* **ASSIGNMENT**:
Please restate the data that follows, leaving every word in place.

BEGIN SOURCE MATERIAL

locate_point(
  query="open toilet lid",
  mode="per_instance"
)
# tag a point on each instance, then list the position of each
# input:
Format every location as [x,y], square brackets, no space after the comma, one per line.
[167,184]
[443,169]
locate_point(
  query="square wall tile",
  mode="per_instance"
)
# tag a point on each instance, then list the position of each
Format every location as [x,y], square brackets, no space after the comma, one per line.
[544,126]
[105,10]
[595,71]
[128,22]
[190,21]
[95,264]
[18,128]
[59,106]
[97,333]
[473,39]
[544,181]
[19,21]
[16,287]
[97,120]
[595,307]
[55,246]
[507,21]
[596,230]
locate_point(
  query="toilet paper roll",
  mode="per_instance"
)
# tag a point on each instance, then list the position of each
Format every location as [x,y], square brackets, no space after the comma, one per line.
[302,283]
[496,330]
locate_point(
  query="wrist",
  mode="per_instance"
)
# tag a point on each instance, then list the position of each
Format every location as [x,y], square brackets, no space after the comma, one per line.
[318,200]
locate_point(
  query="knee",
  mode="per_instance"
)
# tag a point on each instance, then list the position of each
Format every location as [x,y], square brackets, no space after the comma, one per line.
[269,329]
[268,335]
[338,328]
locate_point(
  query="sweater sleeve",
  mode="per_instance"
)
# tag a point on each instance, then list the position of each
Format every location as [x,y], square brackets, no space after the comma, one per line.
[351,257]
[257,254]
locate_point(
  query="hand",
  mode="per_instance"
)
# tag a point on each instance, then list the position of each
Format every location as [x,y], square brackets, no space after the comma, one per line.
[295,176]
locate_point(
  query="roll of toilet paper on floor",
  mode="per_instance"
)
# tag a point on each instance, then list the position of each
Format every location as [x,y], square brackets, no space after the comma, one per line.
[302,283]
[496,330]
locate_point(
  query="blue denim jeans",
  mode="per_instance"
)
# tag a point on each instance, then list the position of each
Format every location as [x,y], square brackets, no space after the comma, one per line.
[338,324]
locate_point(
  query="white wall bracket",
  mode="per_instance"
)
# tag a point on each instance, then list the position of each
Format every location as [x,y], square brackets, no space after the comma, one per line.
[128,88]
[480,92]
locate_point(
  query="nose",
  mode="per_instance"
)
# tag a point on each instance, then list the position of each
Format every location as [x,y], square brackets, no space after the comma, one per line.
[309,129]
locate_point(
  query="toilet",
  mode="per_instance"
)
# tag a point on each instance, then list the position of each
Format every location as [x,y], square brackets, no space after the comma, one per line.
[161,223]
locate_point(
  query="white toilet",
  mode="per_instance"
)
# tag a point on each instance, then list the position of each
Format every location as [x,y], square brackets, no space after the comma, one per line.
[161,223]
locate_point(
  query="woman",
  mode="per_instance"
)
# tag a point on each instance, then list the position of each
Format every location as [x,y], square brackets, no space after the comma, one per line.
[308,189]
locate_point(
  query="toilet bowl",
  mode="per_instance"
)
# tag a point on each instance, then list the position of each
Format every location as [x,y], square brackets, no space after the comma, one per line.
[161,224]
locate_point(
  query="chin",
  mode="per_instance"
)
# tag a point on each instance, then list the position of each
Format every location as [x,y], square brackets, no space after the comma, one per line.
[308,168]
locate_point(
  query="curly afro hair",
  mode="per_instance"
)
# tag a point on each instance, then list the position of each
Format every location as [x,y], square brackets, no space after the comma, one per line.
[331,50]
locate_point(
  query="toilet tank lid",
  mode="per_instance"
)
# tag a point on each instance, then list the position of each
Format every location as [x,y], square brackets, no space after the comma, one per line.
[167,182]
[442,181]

END SOURCE MATERIAL

* **WORKED SOLUTION**:
locate_point(
  query="open toilet lid",
  mode="per_instance"
)
# tag a point on each instance, then list the position of each
# input:
Format every location as [x,y], square brackets, no space after the comma, one per line.
[167,184]
[443,169]
locate_point(
  query="square wall tile",
  mode="per_instance"
)
# tag a point on each instance, then list the position of each
Format every location as [x,y], square brackets, no space after the comma, one per line.
[544,126]
[105,10]
[595,71]
[128,22]
[190,21]
[95,264]
[18,128]
[59,106]
[97,333]
[473,39]
[544,181]
[19,21]
[16,287]
[97,120]
[595,307]
[55,246]
[507,21]
[596,230]
locate_point(
  query="toilet paper roll",
  mode="per_instance"
)
# tag a point on each instance, then list the position of each
Format every location as [x,y], square brackets, no space after the comma, one per line.
[302,283]
[496,330]
locate_point(
  query="wrist",
  mode="per_instance"
)
# tag a point on each instance, then list the position of each
Format every location as [x,y], square brackets, no space after the comma, one per line.
[318,200]
locate_point(
  query="knee",
  mode="per_instance"
)
# tag a point on each instance, then list the position of each
Format every location as [x,y], square brackets, no space after the comma, one per line.
[269,329]
[268,335]
[338,328]
locate_point(
  query="sweater sleeve",
  mode="per_instance"
)
# tag a point on each instance, then list the position of each
Format every location as [x,y], square brackets, no space after the comma, one per line.
[351,257]
[257,254]
locate_point(
  query="hand",
  mode="per_instance"
)
# tag a point on each instance, then list the position of each
Format every location as [x,y], square brackets, no space after the comma, one per line.
[295,176]
locate_point(
  query="roll of toilet paper on floor",
  mode="per_instance"
)
# tag a point on each instance, then list the position of each
Format every location as [x,y], square brackets, no space after the comma, one per line.
[302,283]
[496,330]
locate_point(
  query="blue denim jeans",
  mode="per_instance"
)
# tag a point on each instance, then list the position of each
Format every location as [x,y], square brackets, no space after the comma, one per line.
[338,324]
locate_point(
  query="white wall bracket",
  mode="per_instance"
)
# tag a point on each instance, then list the position of each
Format every location as [x,y], square brackets, no space after the comma, one per line.
[128,88]
[480,92]
locate_point(
  query="nose",
  mode="per_instance"
)
# tag a point on each instance, then list the position of each
Format every location as [x,y], square brackets, no space after the comma, one per line.
[309,129]
locate_point(
  query="toilet",
  mode="per_instance"
)
# tag a point on each instance, then list the position of each
Format every location as [x,y], square brackets, no space after the comma, one per line.
[161,223]
locate_point(
  query="white toilet",
  mode="per_instance"
)
# tag a point on each instance, then list the position of each
Format every location as [x,y], square brackets, no space after the comma, one per line.
[161,223]
locate_point(
  query="woman",
  mode="per_instance"
)
# tag a point on each instance, then list the position of each
Format every location as [x,y], square brackets, no space after the comma, one per line.
[308,189]
locate_point(
  query="toilet bowl",
  mode="per_instance"
)
# tag a point on each instance, then list the position of each
Format every location as [x,y], square brackets, no space after the comma, one per line.
[161,224]
locate_point(
  query="chin",
  mode="per_instance"
)
# tag a point on each instance, then list the position of each
Format every location as [x,y], square brackets, no space after the comma, one per line.
[308,168]
locate_point(
  query="curly afro hair",
  mode="per_instance"
)
# tag a point on each instance, then list the position of each
Format every location as [x,y], square brackets, no space after the comma, one per line.
[331,50]
locate_point(
  query="toilet tank lid",
  mode="per_instance"
)
# tag a point on each instance, then list the position of each
Format every location as [x,y], square brackets, no space after the comma, one per line.
[167,182]
[442,181]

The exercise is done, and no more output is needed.